_To do_:
1. Reproduce verbatim the passage of the statistics cheatsheet starting at "Remark: the sample variance" and ending at "the confidence interval.".
2. Render the following sentence from the statistics cheatsheet into Spanish: "An estimator is a function of the data that is used to infer the value of an unknown parameter in a statistical model."
3. Answer these questions using the statistics cheatsheet:
(a) Of what does a random sample consist?
(b) What does the sample mean of a random sample serve to estimate?
(c) For a confidence interval with confidence level 1−α, what holds 1−α of the time?

_Text section_:
* begin *
# Statistics cheatsheet Star

## Parameter estimation

### Definitions

Random sample A random sample is a collection of $n$ random variables $X_1, ..., X_n$ that are independent and identically distributed with $X$.

Estimator An estimator is a function of the data that is used to infer the value of an unknown parameter in a statistical model.

Bias The bias of an estimator $\hat{\theta}$ is defined as being the difference between the expected value of the distribution of $\hat{\theta}$ and the true value, i.e.:

$\boxed{\textrm{Bias}(\hat{\theta})=E[\hat{\theta}]-\theta}$

Remark: an estimator is said to be unbiased when we have $E[\hat{\theta}]=\theta$.

### Estimating the mean

Sample mean The sample mean of a random sample is used to estimate the true mean $\mu$ of a distribution, is often noted $\overline{X}$ and is defined as follows:

$\boxed{\overline{X}=\frac{1}{n}\sum_{i=1}^nX_i}$

Remark: the sample mean is unbiased, i.e $E[\overline{X}]=\mu$.

Characteristic function for sample mean The characteristic function for a sample mean is noted $\psi_{\overline{X}}$ and is such that:

$\boxed{\psi_{\overline{X}}(\omega)=\psi_{X}^n\left(\frac{\omega}{n}\right)}$

Central Limit Theorem Let us have a random sample $X_1, ..., X_n$ following a given distribution with mean $\mu$ and variance $\sigma^2$, then we have:

$\boxed{\overline{X}\underset{n\rightarrow+\infty}{\sim}\mathcal{N}\left(\mu, \frac{\sigma}{\sqrt{n}}\right)}$

### Estimating the variance

Sample variance The sample variance of a random sample is used to estimate the true variance $\sigma^2$ of a distribution, is often noted $s^2$ or $\hat{\sigma}^2$ and is defined as follows:

$\boxed{s^2=\hat{\sigma}^2=\frac{1}{n-1}\sum_{i=1}^n(X_i-\overline{X})^2}$

Remark: the sample variance is unbiased, i.e $E[s^2]=\sigma^2$.

Chi-Squared relation with sample variance Let $s^2$ be the sample variance of a random sample. We have:

$\boxed{\frac{s^2(n-1)}{\sigma^2}\sim\chi_{n-1}^2}$

## Confidence intervals

### Definitions

Confidence level A confidence interval with confidence level $1-\alpha$ is such that $1-\alpha$ of the time, the true value is contained in the confidence interval.

Confidence interval A confidence interval $CI_{1-\alpha}$ with confidence level $1-\alpha$ of a true parameter $\theta$ is such that:

$\boxed{P(\theta\in CI_{1-\alpha})=1-\alpha}$ With the notation of the example above, a possible $1-\alpha$ confidence interval for $\theta$ is given by $CI_{1-\alpha} = [x_1, x_2]$.
* end *
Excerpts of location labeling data
* begin *
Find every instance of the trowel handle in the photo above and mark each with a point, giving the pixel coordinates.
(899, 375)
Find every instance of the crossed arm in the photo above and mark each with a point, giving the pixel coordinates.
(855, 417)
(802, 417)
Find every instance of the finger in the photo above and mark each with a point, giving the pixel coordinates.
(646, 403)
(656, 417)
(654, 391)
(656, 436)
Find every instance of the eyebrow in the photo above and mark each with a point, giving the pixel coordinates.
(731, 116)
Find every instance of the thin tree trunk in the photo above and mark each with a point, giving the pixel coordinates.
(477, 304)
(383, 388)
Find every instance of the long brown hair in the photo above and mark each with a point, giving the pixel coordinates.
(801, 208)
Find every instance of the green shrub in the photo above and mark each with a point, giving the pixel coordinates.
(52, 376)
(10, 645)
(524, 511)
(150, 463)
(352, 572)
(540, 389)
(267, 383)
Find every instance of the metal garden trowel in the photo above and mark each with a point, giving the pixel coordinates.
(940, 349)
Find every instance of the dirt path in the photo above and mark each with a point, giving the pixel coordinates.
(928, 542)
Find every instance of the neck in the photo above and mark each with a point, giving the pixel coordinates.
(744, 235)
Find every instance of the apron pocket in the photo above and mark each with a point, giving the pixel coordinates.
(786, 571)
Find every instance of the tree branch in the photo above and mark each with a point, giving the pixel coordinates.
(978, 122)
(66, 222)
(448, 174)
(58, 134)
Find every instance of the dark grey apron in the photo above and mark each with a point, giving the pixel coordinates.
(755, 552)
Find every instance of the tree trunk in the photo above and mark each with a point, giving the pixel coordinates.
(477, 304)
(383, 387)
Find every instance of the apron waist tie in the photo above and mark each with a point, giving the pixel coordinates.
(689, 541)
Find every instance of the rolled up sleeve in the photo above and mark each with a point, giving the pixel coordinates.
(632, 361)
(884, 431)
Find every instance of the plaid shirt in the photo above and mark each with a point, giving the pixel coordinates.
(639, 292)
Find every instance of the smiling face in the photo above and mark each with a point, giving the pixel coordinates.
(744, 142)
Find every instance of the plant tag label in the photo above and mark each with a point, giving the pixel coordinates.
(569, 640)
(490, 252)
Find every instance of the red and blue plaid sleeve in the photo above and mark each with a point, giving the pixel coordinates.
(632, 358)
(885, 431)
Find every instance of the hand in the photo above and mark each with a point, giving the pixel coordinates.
* end *
_Answers to the problems_:
1.
Remark: the sample variance is unbiased, i.e $E[s^2]=\sigma^2$.

Chi-Squared relation with sample variance Let $s^2$ be the sample variance of a random sample. We have:

$\boxed{\frac{s^2(n-1)}{\sigma^2}\sim\chi_{n-1}^2}$

## Confidence intervals

### Definitions

Confidence level A confidence interval with confidence level $1-\alpha$ is such that $1-\alpha$ of the time, the true value is contained in the confidence interval.

2. Un estimador es una función de los datos que se utiliza para inferir el valor de un parámetro desconocido en un modelo estadístico.

3.
(a) A collection of n random variables that are independent and identically distributed with X.
(b) The true mean μ of a distribution.
(c) The true value is contained in the confidence interval.